**Supplied text:**
________________________
A BRIEF HISTORY OF SELLING STUFF
(ACCORDING TO KESSELSKRAMER).

There are several paradigm shifts in the history of advertising.

One was the moment when the first Egyptian turned papyrus into a poster. Another was the creative revolution of the sixties, when advertising creatives first began working in teams.

And another took place roughly last Wednesday.

Until very, very recently, most of advertising was divided by media specialties. If you wanted a multimillion-dollar cinema commercial, you went to one type of agency.

If you wanted a mass letter informing housewives about an exciting development in frozen foods, you went to another.

In turn, the men and women who created ads defined themselves by whatever media they focused on.

ATL meant “Above the Line” and represented where most people wanted to be: making TV commercials, hanging out with photographers shooting press ads on beaches, driving past enormous billboards of their work at the weekends.

ATL was renowned for a certain type of, um, confidence.

After all, sitting around a film set being handed mocha-choca-lattes or seeing your ideas replicated twenty-feet tall is a huge ego kick… and can fairly easily lead to the mistaken belief that you’re in The Rolling Stones (which is odd, because “washing powder salesperson” is a more accurate job description).

And then there was BTL, or “Below the Line.” Rather unfairly, BTL was seen as ATL’s awkward, trailerdwelling, snaggle-toothed cousin. Mostly by people who worked in ATL.

BTL dealt with the less glamorous end of the business. Direct mail was produced, vouchers designed and wobblers created. (A “wobbler” is a plastic strip attached to a supermarket shelf. You don’t need to hang out on a beach with a photographer in order to create a wobbler).

While BTL wasn’t quite as showbiz, darling, it was more effective. Perhaps not always creatively, but from a purely business perspective your shilling was better invested in a well-crafted pamphlet. Daring, expensive TV ads are career Russian roulette: clients lose their jobs if the mild uptake they were expecting turns into a nosedive of complaints and negative PR. By contrast, a brochure is always a bargain, and its success is directly measured by the number of responses you get to the voucher printed in the back.

One way to understand the ATL/BTL divisions is “sex” and “work.” ATL was “sex.” At its best, it was the craft of creating desire. In its most extreme manifestation you bought into a belief system, not just a product. The ultimate example of this is Nike, still referenced to death in every meeting every day within the advertising industry. You bought Nike and you stood for optimism, struggle and victory (echoed in the name itself, of course).
________________________
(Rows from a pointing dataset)
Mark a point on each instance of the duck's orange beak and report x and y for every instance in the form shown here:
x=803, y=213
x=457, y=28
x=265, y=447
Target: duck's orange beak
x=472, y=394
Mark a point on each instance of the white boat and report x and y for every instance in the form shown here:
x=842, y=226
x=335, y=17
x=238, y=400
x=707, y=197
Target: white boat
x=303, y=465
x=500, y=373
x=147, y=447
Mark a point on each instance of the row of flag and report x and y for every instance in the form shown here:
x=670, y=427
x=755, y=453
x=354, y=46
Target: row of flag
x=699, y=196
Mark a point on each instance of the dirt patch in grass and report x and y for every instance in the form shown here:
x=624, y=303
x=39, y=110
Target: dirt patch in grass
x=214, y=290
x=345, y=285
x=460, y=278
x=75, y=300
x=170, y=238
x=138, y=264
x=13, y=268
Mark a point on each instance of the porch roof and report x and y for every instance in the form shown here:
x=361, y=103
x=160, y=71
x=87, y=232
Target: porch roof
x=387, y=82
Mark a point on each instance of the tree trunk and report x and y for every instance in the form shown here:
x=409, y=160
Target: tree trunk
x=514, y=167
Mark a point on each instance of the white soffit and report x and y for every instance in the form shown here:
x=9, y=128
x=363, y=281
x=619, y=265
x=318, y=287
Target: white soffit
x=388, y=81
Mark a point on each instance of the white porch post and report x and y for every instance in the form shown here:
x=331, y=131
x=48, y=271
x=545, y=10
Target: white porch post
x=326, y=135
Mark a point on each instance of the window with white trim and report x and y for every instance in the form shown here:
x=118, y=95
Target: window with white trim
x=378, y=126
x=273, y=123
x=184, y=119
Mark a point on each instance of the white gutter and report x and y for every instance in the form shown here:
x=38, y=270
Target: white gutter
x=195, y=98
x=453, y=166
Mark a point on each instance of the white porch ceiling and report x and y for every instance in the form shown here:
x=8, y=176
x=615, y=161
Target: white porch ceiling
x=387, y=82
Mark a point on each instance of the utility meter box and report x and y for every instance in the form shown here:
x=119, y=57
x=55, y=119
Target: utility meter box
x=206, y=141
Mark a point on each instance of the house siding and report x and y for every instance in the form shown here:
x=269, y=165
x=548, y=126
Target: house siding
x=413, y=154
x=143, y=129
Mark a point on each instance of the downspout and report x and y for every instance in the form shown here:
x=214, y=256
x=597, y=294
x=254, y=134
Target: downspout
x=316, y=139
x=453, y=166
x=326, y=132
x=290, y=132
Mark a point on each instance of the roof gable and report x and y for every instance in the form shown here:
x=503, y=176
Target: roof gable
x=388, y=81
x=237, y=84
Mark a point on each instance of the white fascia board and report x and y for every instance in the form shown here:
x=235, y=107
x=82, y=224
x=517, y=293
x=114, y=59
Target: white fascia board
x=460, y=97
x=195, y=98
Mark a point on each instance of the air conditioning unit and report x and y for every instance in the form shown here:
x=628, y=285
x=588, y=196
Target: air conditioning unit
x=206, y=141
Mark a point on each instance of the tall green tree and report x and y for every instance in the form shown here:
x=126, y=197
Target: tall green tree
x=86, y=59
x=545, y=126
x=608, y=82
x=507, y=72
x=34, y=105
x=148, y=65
________________________
**Required work:** Update the advertising history by giving it again from the words "One was the" through "of, um, confidence.", with "billboards" changed to "hoardings". Start at "One was the" and stop after "of, um, confidence.". The records are separate material, apart from the advertising history.

**Task solution:**
One was the moment when the first Egyptian turned papyrus into a poster. Another was the creative revolution of the sixties, when advertising creatives first began working in teams.

And another took place roughly last Wednesday.

Until very, very recently, most of advertising was divided by media specialties. If you wanted a multimillion-dollar cinema commercial, you went to one type of agency.

If you wanted a mass letter informing housewives about an exciting development in frozen foods, you went to another.

In turn, the men and women who created ads defined themselves by whatever media they focused on.

ATL meant “Above the Line” and represented where most people wanted to be: making TV commercials, hanging out with photographers shooting press ads on beaches, driving past enormous hoardings of their work at the weekends.

ATL was renowned for a certain type of, um, confidence.